[REQUIREMENT 1]
Please return the wavepeek documentation word for word, from "The stable JSON-producing" up to and including "leave stdout empty.".
[REQUIREMENT 2]
Extend the wavepeek output documentation, starting right after its last sentence.
___ EXCERPTED TEXT ___
The semantics of the envelope fields are:

- `$schema` is serialized literally as `$schema` and points at the canonical schema artifact for the running wavepeek version.
- `command` identifies the executed subcommand and disambiguates the shape of `data`.
- `data` carries the command payload. Depending on the command contract, it may be an object or an array.
- `warnings` is an array of free-form warning strings in deterministic order.

The exact JSON shapes for every command are defined by `schema/wavepeek.json` and by `wavepeek schema`.

The stable JSON-producing commands currently include the waveform-inspection commands plus `docs topics --json` and `docs search --json`. Human-only helper surfaces such as `skill` and human-only docs subcommands such as `docs show` and `docs export` do not silently change output modes; unsupported `--json` combinations fail as argument errors and leave stdout empty.

## 3. `schema` Command Behavior

`wavepeek schema` is the authority for the machine-readable output contract.
___ LISTING ___
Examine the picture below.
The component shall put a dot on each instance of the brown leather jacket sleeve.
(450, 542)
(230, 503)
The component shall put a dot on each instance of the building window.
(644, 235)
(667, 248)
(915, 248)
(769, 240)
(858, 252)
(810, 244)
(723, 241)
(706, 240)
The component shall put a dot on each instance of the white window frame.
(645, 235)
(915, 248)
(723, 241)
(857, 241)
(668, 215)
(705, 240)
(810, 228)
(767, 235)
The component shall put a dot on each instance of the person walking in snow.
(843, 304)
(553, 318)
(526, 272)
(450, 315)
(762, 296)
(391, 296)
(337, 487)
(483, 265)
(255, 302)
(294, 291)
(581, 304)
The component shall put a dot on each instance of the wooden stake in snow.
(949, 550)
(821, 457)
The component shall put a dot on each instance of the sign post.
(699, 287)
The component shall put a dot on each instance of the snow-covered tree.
___
[WRITTEN RESPONSE 1]
The stable JSON-producing commands currently include the waveform-inspection commands plus `docs topics --json` and `docs search --json`. Human-only helper surfaces such as `skill` and human-only docs subcommands such as `docs show` and `docs export` do not silently change output modes; unsupported `--json` combinations fail as argument errors and leave stdout empty.

[WRITTEN RESPONSE 2]
Its behavior is special and fixed:

- it accepts no waveform input,
- it accepts no command-specific flags or positional arguments,
- it writes exactly one JSON Schema document to stdout,
- it does not wrap that document in the normal command envelope, and
- its output bytes match the canonical artifact at `schema/wavepeek.json`.

## 4. Warning Behavior

Warnings do not change the exit code. A command can therefore succeed with warnings.

Common warning cases include truncated output, explicitly disabled limits, and semantically empty-but-valid queries such as a selected range with no matching signal changes.

Warning transport depends on the output mode:

- human-readable mode sends warnings to stderr,
- `--json` mode stores warnings in the envelope's `warnings` array.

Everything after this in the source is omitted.